__STATED GOAL__:
The entries below should be output exactly as written.

— Start INFORMATION SUPPLIED —

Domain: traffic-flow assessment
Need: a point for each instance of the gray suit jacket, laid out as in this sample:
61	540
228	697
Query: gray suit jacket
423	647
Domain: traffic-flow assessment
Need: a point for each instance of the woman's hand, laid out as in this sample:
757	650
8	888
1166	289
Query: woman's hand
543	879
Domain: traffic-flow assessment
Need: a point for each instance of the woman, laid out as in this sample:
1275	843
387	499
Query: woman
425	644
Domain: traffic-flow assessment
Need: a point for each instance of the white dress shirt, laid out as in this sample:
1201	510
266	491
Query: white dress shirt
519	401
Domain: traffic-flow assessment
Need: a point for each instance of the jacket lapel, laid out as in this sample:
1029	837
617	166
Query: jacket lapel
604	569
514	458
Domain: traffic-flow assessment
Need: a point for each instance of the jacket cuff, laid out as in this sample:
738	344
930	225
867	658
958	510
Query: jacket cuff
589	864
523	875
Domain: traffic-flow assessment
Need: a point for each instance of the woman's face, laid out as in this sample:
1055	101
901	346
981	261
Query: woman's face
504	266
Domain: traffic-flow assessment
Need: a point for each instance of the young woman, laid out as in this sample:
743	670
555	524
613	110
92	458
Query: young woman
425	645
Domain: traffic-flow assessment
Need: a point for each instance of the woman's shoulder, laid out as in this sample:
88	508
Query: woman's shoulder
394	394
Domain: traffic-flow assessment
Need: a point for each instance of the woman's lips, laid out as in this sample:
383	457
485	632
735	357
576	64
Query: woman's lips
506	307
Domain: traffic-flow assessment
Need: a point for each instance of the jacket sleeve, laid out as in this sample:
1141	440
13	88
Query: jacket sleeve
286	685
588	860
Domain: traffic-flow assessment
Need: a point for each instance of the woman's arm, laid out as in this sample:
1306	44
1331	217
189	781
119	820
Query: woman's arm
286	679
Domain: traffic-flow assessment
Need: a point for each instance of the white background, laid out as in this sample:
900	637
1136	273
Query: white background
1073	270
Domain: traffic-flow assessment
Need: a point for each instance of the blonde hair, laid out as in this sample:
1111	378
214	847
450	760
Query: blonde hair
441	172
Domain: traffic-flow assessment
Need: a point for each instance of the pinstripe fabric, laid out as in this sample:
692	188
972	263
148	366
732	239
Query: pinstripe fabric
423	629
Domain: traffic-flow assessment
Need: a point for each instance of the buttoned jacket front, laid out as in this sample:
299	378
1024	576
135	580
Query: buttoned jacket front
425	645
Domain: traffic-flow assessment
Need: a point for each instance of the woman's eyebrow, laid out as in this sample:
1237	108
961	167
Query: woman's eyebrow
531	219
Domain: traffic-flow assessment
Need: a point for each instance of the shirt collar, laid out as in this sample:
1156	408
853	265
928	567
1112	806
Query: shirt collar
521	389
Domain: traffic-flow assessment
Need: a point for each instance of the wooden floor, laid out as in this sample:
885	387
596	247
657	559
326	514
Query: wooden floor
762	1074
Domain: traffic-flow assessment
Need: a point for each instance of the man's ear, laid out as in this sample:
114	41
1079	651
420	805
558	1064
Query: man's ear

— End INFORMATION SUPPLIED —

__WRITTEN RESPONSE__:
Domain: traffic-flow assessment
Need: a point for each instance of the gray suit jacket, laid out as in this sample:
61	540
228	697
Query: gray suit jacket
423	647
Domain: traffic-flow assessment
Need: a point for each instance of the woman's hand, laid out as in this sample:
757	650
8	888
1166	289
Query: woman's hand
543	879
Domain: traffic-flow assessment
Need: a point for each instance of the woman, laid out as in this sample:
1275	843
387	499
Query: woman
425	644
Domain: traffic-flow assessment
Need: a point for each instance of the white dress shirt, laid out as in this sample:
1201	510
266	491
Query: white dress shirt
519	401
Domain: traffic-flow assessment
Need: a point for each instance of the jacket lapel, laid out as in this sample:
1029	837
617	166
Query: jacket lapel
604	569
514	458
Domain: traffic-flow assessment
Need: a point for each instance of the jacket cuff, laid out as in this sample:
738	344
930	225
867	658
958	510
Query: jacket cuff
589	864
523	875
Domain: traffic-flow assessment
Need: a point for each instance of the woman's face, laid out as in this sample:
1055	101
901	346
981	261
Query: woman's face
504	266
Domain: traffic-flow assessment
Need: a point for each instance of the young woman, laid out as in this sample:
743	670
555	524
613	110
92	458
Query: young woman
425	645
Domain: traffic-flow assessment
Need: a point for each instance of the woman's shoulder, laid out as in this sample:
88	508
Query: woman's shoulder
394	394
Domain: traffic-flow assessment
Need: a point for each instance of the woman's lips, laid out as in this sample:
383	457
485	632
735	357
576	64
Query: woman's lips
506	307
Domain: traffic-flow assessment
Need: a point for each instance of the jacket sleeve, laid out as in this sample:
1141	440
13	88
Query: jacket sleeve
286	685
588	860
Domain: traffic-flow assessment
Need: a point for each instance of the woman's arm, laid out as in this sample:
1306	44
1331	217
189	781
119	820
Query: woman's arm
286	679
Domain: traffic-flow assessment
Need: a point for each instance of the white background, laid out as in this sample:
900	637
1136	273
Query: white background
1073	270
Domain: traffic-flow assessment
Need: a point for each instance of the blonde hair, laid out as in this sample:
1111	378
214	847
450	760
Query: blonde hair
441	172
Domain: traffic-flow assessment
Need: a point for each instance of the pinstripe fabric, laid out as in this sample:
692	188
972	263
148	366
732	239
Query: pinstripe fabric
423	629
Domain: traffic-flow assessment
Need: a point for each instance of the buttoned jacket front, laid out as in this sample:
299	378
1024	576
135	580
Query: buttoned jacket front
425	645
Domain: traffic-flow assessment
Need: a point for each instance of the woman's eyebrow, laid out as in this sample:
1237	108
961	167
Query: woman's eyebrow
531	219
Domain: traffic-flow assessment
Need: a point for each instance of the shirt collar, laid out as in this sample:
1156	408
853	265
928	567
1112	806
Query: shirt collar
521	389
Domain: traffic-flow assessment
Need: a point for each instance of the wooden floor, laid out as in this sample:
885	387
596	247
657	559
326	514
Query: wooden floor
762	1074
Domain: traffic-flow assessment
Need: a point for each instance of the man's ear, laid out as in this sample:
114	41
1079	651
420	805
558	1064
Query: man's ear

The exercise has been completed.